Task brief: Report each line of the listing below that holds "potted".

Data provided:
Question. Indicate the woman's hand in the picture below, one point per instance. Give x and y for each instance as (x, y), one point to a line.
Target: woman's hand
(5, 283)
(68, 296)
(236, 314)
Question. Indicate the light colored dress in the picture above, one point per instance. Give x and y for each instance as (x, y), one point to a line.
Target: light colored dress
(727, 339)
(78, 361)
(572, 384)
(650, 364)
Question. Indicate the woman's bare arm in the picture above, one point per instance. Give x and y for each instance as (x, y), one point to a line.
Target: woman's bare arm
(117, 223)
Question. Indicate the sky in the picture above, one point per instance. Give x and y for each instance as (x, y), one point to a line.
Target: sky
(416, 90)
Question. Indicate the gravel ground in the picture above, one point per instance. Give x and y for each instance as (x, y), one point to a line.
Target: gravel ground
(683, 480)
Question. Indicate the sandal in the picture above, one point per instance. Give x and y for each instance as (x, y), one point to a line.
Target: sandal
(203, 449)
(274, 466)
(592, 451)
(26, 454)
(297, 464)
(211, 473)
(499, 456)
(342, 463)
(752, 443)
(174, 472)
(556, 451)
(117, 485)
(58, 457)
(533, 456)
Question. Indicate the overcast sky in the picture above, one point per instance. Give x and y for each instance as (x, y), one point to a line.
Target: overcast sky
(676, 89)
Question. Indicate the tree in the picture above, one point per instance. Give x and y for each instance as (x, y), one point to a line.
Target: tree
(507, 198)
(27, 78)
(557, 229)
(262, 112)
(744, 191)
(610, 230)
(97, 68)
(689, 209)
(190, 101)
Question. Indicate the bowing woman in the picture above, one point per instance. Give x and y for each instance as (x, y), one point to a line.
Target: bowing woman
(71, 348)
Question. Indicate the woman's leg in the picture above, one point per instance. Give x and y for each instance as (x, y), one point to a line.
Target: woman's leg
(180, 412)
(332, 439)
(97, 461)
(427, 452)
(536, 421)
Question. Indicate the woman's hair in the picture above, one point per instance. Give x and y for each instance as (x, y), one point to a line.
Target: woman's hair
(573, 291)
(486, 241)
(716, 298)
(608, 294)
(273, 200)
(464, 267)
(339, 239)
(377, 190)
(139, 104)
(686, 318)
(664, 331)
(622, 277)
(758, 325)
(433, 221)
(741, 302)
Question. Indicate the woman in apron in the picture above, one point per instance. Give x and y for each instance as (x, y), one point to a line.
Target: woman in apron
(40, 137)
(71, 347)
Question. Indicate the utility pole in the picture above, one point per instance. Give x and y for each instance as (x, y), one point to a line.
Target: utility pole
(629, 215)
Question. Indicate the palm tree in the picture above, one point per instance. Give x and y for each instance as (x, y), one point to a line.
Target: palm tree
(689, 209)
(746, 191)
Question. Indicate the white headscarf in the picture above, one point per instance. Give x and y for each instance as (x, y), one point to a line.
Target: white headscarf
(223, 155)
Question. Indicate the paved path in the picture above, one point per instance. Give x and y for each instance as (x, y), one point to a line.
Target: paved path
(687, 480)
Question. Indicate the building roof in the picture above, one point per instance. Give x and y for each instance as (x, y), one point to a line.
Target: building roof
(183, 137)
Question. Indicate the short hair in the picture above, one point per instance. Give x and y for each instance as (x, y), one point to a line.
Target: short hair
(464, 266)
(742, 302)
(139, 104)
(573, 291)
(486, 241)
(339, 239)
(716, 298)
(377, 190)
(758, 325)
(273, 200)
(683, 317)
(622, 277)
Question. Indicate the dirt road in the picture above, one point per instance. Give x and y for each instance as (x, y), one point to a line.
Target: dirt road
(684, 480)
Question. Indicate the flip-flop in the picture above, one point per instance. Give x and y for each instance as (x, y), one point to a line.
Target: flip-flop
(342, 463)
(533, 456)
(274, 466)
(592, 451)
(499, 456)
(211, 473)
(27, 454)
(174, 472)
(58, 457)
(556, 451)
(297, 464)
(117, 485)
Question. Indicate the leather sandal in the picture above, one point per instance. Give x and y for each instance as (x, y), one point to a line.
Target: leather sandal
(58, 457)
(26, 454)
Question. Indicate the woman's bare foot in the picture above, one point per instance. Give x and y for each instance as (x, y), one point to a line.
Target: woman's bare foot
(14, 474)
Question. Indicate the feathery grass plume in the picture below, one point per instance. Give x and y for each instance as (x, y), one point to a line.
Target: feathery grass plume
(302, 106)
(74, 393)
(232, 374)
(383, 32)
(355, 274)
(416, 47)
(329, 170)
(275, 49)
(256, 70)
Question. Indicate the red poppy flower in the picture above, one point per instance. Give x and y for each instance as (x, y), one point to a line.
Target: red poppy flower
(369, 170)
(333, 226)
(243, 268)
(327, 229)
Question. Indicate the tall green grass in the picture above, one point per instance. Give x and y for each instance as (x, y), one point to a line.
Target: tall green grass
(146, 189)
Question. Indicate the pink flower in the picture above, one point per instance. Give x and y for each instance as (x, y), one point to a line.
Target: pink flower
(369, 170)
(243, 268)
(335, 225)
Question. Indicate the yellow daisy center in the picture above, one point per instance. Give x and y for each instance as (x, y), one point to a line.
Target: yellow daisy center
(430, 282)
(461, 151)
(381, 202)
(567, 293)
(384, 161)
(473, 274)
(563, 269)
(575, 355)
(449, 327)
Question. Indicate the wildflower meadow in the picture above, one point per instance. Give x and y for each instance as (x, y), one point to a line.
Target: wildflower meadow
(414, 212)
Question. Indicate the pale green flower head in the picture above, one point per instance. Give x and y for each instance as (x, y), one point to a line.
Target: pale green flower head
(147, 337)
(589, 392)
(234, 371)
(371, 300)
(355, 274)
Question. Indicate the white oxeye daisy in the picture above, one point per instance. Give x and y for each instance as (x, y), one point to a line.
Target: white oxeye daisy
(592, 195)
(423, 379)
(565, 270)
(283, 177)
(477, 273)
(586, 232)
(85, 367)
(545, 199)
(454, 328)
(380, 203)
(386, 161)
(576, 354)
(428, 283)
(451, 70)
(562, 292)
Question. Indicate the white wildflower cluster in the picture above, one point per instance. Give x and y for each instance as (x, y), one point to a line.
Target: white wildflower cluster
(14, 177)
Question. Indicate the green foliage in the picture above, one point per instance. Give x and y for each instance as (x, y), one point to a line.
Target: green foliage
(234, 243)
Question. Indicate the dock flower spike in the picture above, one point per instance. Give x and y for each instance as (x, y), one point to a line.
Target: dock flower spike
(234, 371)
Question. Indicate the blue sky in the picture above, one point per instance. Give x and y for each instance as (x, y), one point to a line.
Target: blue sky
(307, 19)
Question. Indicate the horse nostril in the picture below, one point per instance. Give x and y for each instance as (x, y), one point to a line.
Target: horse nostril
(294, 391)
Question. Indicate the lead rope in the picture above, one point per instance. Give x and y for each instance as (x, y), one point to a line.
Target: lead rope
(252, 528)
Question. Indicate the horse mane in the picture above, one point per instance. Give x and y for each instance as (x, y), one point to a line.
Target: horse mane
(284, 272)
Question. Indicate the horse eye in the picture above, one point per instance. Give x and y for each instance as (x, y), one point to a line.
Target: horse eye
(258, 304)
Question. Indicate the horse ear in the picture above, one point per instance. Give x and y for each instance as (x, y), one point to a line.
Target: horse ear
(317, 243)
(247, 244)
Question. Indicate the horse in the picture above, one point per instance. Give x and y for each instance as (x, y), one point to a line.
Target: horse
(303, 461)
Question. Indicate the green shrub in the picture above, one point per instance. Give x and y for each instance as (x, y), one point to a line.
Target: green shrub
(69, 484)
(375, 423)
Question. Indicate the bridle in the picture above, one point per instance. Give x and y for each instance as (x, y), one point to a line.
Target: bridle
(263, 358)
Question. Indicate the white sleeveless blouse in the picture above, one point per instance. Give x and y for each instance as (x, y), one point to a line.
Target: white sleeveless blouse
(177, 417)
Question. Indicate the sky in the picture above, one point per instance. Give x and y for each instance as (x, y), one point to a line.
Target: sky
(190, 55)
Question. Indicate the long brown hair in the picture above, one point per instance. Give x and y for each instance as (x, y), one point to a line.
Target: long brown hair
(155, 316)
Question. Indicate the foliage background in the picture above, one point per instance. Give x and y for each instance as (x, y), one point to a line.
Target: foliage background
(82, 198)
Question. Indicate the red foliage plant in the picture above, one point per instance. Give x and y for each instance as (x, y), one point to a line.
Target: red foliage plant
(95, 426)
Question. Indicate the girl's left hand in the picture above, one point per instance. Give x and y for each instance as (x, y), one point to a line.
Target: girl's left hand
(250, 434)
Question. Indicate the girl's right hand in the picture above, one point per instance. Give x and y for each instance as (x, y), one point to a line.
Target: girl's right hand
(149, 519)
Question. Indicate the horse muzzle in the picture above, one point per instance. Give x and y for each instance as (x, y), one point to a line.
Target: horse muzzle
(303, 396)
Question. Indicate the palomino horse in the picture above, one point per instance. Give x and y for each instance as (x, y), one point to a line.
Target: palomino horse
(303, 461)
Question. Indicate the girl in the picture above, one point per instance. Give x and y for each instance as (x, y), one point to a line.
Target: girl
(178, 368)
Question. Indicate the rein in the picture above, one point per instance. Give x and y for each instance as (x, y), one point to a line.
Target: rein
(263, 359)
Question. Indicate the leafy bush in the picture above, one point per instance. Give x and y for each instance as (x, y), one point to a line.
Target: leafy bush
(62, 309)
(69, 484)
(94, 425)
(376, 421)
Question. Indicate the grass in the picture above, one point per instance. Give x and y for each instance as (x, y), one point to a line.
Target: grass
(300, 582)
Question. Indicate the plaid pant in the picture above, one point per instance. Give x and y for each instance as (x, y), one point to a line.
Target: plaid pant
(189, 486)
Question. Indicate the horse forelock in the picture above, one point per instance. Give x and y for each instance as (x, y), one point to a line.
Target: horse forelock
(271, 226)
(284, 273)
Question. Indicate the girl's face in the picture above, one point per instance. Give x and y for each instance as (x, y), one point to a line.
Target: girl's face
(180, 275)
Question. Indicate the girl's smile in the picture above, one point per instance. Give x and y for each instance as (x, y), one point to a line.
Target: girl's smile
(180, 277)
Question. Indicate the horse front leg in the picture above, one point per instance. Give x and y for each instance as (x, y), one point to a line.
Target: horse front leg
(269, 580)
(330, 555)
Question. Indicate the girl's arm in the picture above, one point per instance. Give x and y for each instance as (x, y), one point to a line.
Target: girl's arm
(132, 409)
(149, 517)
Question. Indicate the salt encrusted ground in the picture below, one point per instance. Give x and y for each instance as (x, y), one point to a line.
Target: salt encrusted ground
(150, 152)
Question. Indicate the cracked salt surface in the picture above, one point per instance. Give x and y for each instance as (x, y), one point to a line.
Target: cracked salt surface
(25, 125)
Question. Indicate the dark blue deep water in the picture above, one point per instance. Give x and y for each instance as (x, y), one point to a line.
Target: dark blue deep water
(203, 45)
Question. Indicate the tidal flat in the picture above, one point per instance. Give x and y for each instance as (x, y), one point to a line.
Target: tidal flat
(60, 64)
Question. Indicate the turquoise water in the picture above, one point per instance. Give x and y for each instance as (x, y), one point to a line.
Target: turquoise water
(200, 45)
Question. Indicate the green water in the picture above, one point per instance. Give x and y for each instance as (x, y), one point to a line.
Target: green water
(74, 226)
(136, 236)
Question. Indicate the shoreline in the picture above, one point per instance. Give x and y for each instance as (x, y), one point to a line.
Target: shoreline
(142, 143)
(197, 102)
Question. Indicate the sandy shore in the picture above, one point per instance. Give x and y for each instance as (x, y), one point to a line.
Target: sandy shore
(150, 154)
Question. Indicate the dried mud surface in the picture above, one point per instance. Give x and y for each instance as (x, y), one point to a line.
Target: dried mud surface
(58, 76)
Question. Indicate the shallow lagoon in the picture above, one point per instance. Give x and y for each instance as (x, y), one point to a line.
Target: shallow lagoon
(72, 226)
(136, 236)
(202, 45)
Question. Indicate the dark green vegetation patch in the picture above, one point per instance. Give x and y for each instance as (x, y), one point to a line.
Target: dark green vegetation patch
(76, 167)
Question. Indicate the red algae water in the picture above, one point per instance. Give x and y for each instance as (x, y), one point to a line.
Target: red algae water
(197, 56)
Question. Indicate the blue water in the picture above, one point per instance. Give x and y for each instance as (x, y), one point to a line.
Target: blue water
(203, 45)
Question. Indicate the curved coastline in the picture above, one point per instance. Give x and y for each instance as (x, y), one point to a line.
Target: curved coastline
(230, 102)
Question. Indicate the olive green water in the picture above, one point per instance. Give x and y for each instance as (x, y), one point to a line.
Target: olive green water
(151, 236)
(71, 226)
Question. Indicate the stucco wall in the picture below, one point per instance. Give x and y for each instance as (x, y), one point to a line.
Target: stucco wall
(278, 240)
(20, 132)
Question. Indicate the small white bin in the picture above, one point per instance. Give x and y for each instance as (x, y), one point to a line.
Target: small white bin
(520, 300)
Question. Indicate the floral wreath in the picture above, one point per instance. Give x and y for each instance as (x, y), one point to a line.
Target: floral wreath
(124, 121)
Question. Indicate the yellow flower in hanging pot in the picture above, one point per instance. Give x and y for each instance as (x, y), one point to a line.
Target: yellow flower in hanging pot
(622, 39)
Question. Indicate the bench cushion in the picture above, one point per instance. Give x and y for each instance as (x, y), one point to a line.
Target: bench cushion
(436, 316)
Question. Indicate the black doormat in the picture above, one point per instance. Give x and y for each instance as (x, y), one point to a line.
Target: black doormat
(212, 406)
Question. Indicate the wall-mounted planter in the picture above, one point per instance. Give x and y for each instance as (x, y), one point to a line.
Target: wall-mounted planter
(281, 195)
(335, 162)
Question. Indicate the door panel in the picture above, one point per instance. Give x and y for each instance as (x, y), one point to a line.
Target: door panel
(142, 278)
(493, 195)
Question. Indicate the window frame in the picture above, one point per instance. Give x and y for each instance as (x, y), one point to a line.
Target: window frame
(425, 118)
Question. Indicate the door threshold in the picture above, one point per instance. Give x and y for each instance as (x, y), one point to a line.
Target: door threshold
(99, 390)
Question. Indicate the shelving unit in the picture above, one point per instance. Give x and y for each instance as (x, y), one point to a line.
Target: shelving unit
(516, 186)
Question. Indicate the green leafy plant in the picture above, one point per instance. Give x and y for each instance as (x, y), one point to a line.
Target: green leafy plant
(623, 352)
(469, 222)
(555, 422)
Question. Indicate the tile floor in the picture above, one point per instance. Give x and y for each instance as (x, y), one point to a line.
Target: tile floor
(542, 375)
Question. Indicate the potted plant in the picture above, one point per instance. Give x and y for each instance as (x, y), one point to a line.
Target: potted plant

Exercise solution:
Question. Indicate the potted plant in the picture above, one point per instance. Give x and y for each instance as (x, y), one point to a line.
Target: potted plant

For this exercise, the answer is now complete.